The task >> Using the data below, repeat all of it precisely.

* * *

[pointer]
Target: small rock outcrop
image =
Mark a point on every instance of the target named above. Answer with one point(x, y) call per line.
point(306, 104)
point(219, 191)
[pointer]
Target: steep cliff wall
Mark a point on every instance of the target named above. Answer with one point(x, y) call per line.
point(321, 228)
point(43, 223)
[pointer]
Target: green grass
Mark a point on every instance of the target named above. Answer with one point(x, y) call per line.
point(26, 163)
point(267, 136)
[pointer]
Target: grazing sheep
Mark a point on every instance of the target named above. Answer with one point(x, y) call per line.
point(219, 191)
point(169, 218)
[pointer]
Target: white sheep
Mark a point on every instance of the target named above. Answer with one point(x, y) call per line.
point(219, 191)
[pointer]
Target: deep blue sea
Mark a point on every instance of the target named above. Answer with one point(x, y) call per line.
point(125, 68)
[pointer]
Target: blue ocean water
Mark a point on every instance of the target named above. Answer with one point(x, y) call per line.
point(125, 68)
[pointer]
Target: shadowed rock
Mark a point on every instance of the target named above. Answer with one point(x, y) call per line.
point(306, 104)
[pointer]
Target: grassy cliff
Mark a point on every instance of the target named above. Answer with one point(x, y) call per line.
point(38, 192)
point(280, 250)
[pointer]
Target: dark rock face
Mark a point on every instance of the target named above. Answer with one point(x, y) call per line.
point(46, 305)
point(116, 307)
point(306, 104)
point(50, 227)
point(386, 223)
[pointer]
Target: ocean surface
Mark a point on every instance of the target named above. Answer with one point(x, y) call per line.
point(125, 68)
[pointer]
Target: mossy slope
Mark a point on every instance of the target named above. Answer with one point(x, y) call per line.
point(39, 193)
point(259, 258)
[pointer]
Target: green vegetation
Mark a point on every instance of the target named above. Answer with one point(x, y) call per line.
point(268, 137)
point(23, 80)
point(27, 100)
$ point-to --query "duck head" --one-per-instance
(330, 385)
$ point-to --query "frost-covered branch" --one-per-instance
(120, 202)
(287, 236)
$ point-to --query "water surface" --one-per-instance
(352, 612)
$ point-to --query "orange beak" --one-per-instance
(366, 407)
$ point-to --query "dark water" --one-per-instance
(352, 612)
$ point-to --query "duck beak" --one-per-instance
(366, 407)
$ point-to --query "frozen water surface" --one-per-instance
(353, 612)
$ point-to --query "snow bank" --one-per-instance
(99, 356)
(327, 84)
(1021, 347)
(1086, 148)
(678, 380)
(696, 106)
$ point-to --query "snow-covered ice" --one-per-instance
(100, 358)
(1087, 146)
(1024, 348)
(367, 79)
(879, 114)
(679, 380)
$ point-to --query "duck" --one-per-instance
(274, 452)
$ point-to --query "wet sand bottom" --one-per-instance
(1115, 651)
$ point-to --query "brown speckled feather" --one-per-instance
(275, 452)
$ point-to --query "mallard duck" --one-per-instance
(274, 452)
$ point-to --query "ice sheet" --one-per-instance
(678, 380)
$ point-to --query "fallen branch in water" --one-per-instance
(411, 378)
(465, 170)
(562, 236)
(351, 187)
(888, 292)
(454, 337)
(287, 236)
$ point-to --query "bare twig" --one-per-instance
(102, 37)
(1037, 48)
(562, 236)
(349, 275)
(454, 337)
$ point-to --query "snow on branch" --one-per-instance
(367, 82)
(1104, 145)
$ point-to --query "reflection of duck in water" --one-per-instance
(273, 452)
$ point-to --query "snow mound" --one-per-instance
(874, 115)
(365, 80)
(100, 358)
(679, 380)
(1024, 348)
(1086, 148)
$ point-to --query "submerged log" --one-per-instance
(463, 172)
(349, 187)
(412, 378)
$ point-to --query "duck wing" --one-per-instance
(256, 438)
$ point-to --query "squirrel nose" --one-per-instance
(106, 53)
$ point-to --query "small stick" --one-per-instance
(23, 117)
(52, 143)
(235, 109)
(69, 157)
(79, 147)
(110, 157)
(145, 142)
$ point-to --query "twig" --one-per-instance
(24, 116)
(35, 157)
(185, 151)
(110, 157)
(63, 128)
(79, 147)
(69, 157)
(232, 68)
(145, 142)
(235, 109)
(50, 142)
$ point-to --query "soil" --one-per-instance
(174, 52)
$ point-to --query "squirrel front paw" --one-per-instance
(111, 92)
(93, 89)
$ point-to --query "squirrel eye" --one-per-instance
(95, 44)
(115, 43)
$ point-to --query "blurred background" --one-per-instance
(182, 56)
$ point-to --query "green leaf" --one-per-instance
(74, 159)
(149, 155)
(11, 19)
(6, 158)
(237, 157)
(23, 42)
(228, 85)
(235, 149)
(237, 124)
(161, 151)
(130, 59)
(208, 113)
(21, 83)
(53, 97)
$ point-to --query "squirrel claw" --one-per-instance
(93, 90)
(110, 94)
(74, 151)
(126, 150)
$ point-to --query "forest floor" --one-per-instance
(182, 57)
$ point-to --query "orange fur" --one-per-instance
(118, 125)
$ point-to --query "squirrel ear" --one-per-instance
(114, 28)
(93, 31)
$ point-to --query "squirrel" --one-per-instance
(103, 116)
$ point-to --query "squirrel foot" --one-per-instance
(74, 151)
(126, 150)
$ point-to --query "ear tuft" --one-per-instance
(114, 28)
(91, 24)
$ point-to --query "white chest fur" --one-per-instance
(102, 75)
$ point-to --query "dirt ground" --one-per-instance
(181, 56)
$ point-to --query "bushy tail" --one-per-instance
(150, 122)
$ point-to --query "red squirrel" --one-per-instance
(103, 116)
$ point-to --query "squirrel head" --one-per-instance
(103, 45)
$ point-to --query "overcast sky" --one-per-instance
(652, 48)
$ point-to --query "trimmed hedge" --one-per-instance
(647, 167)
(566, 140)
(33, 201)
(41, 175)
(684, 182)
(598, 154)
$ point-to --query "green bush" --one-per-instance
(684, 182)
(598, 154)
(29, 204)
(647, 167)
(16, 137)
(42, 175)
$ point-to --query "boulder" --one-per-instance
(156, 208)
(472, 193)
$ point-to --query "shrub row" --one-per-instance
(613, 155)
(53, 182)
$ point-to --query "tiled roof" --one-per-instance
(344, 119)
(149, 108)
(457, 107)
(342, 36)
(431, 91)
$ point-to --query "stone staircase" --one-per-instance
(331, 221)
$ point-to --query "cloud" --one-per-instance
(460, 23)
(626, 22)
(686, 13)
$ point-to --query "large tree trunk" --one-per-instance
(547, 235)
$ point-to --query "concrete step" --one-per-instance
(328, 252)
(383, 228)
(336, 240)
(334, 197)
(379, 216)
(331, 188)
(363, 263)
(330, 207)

* * *

Response >>
[pointer]
Target: small rock outcrop
image =
Mark a point on every instance of the target named above. Answer with one point(x, y) call per line.
point(306, 104)
point(219, 191)
[pointer]
Target: steep cliff wall
Mark a point on every instance of the target named above. Answer with one point(x, y) call per line.
point(321, 228)
point(43, 223)
[pointer]
Target: green grass
Mark a point on every instance of the target named above. Answer with one point(x, y) call per line.
point(26, 163)
point(267, 136)
[pointer]
Target: grazing sheep
Mark a point on every instance of the target named above. Answer with one point(x, y) call per line.
point(219, 191)
point(169, 218)
[pointer]
Target: white sheep
Mark a point on every instance of the target named above. Answer with one point(x, y) call per line.
point(219, 191)
[pointer]
Target: deep blue sea
Mark a point on every instance of the target named above. Answer with one point(x, y) call per line.
point(125, 68)
[pointer]
Target: blue ocean water
Mark a point on every instance of the target named above. Answer with one point(x, y) call per line.
point(125, 68)
[pointer]
Target: shadowed rock
Mark a point on every instance of the target named above. Answer with one point(x, y) call per line.
point(306, 104)
[pointer]
Target: grassy cliff
Mark a point on every instance of the target named above. Answer with one point(x, y) call per line.
point(38, 192)
point(280, 250)
[pointer]
Target: dark rock face
Mark a point on every instance of the target named above. Answer with one point(x, y) call per line.
point(46, 305)
point(116, 307)
point(306, 104)
point(50, 227)
point(386, 223)
[pointer]
Target: ocean surface
Mark a point on every instance of the target named above. Answer with one point(x, y) call per line.
point(125, 68)
[pointer]
Target: mossy slope
Mark a point on every instance of the target named above. Answer with one point(x, y) call per line.
point(39, 193)
point(259, 258)
[pointer]
Target: green vegetation
Mark a point on every instance of the target named above. Answer with one point(x, y) call per line.
point(268, 137)
point(23, 80)
point(27, 100)
$ point-to --query "duck head" --one-per-instance
(330, 385)
$ point-to --query "frost-covered branch" --one-per-instance
(120, 202)
(287, 236)
$ point-to --query "water surface" --one-per-instance
(352, 612)
$ point-to --query "orange beak" --one-per-instance
(366, 407)
$ point-to --query "dark water" --one-per-instance
(352, 612)
$ point-to --query "duck beak" --one-per-instance
(366, 407)
$ point-to --query "frozen water surface" --one-per-instance
(353, 612)
$ point-to --query "snow bank" --one-per-instance
(99, 356)
(327, 84)
(1021, 347)
(1086, 148)
(678, 380)
(696, 106)
$ point-to --query "snow-covered ice" --one-per-instance
(100, 358)
(1087, 146)
(1024, 348)
(367, 79)
(879, 114)
(679, 380)
$ point-to --query "duck" --one-per-instance
(274, 452)
$ point-to --query "wet sand bottom" --one-per-instance
(1115, 651)
$ point-to --query "brown speckled feather" --one-per-instance
(275, 452)
$ point-to --query "mallard duck" --one-per-instance
(274, 452)
$ point-to --query "ice sheet" --one-per-instance
(678, 380)
$ point-to --query "fallen branch in water" --one-per-instance
(411, 378)
(465, 170)
(562, 236)
(351, 187)
(888, 292)
(454, 337)
(287, 236)
$ point-to --query "bare twig" --one-per-instance
(102, 37)
(1037, 48)
(562, 236)
(349, 275)
(454, 337)
$ point-to --query "snow on branch" --one-per-instance
(367, 82)
(1104, 145)
$ point-to --query "reflection of duck in water" --one-per-instance
(273, 452)
$ point-to --query "snow mound" --one-per-instance
(874, 115)
(365, 80)
(100, 358)
(679, 380)
(1024, 348)
(1086, 148)
$ point-to --query "submerged log" --one-per-instance
(463, 172)
(349, 187)
(412, 378)
$ point-to --query "duck wing" --one-per-instance
(256, 438)
$ point-to --query "squirrel nose" --one-per-instance
(106, 53)
$ point-to --query "small stick" --one-per-instance
(23, 117)
(52, 143)
(235, 109)
(69, 157)
(79, 147)
(110, 157)
(145, 142)
$ point-to --query "twig" --one-per-instance
(24, 116)
(35, 157)
(185, 151)
(110, 157)
(63, 128)
(79, 147)
(69, 157)
(232, 68)
(145, 142)
(235, 109)
(50, 142)
$ point-to --query "soil" --one-per-instance
(174, 52)
$ point-to --query "squirrel front paw" --one-per-instance
(111, 92)
(93, 89)
$ point-to --query "squirrel eye" --one-per-instance
(95, 44)
(115, 43)
$ point-to --query "blurred background" --one-per-instance
(182, 56)
$ point-to --query "green leaf" --one-per-instance
(74, 159)
(149, 155)
(11, 19)
(6, 158)
(237, 157)
(23, 42)
(228, 85)
(235, 149)
(237, 124)
(161, 151)
(130, 59)
(208, 113)
(21, 83)
(53, 97)
$ point-to --query "squirrel claw" --one-per-instance
(93, 90)
(110, 94)
(74, 151)
(126, 150)
$ point-to --query "forest floor" --one-per-instance
(182, 57)
$ point-to --query "orange fur" --one-per-instance
(118, 125)
$ point-to --query "squirrel ear" --one-per-instance
(114, 28)
(93, 31)
$ point-to --query "squirrel" --one-per-instance
(103, 116)
$ point-to --query "squirrel foot" --one-per-instance
(74, 151)
(126, 150)
$ point-to --query "ear tuft" --one-per-instance
(114, 28)
(91, 24)
$ point-to --query "white chest fur" --one-per-instance
(102, 75)
$ point-to --query "dirt ground" --one-per-instance
(181, 56)
$ point-to --query "bushy tail" --one-per-instance
(150, 122)
$ point-to --query "red squirrel" --one-per-instance
(103, 116)
$ point-to --query "squirrel head" --one-per-instance
(103, 45)
$ point-to --query "overcast sky" --one-per-instance
(652, 48)
$ point-to --query "trimmed hedge" --one-per-instance
(647, 167)
(566, 140)
(33, 201)
(41, 175)
(684, 182)
(598, 154)
$ point-to --query "green bush" --one-per-instance
(684, 182)
(598, 154)
(29, 204)
(647, 167)
(16, 137)
(42, 175)
$ point-to --query "boulder" --one-per-instance
(156, 208)
(472, 193)
$ point-to --query "shrub row" --one-per-instance
(613, 155)
(53, 182)
$ point-to --query "tiled roof" --one-per-instance
(344, 119)
(149, 108)
(457, 107)
(342, 36)
(431, 91)
$ point-to --query "stone staircase" --one-per-instance
(331, 221)
$ point-to --query "cloud" --one-per-instance
(460, 23)
(626, 22)
(686, 13)
$ point-to --query "large tree trunk" --one-per-instance
(547, 235)
$ point-to --query "concrete step" --one-per-instance
(328, 252)
(383, 228)
(336, 240)
(334, 197)
(379, 216)
(331, 188)
(363, 263)
(330, 207)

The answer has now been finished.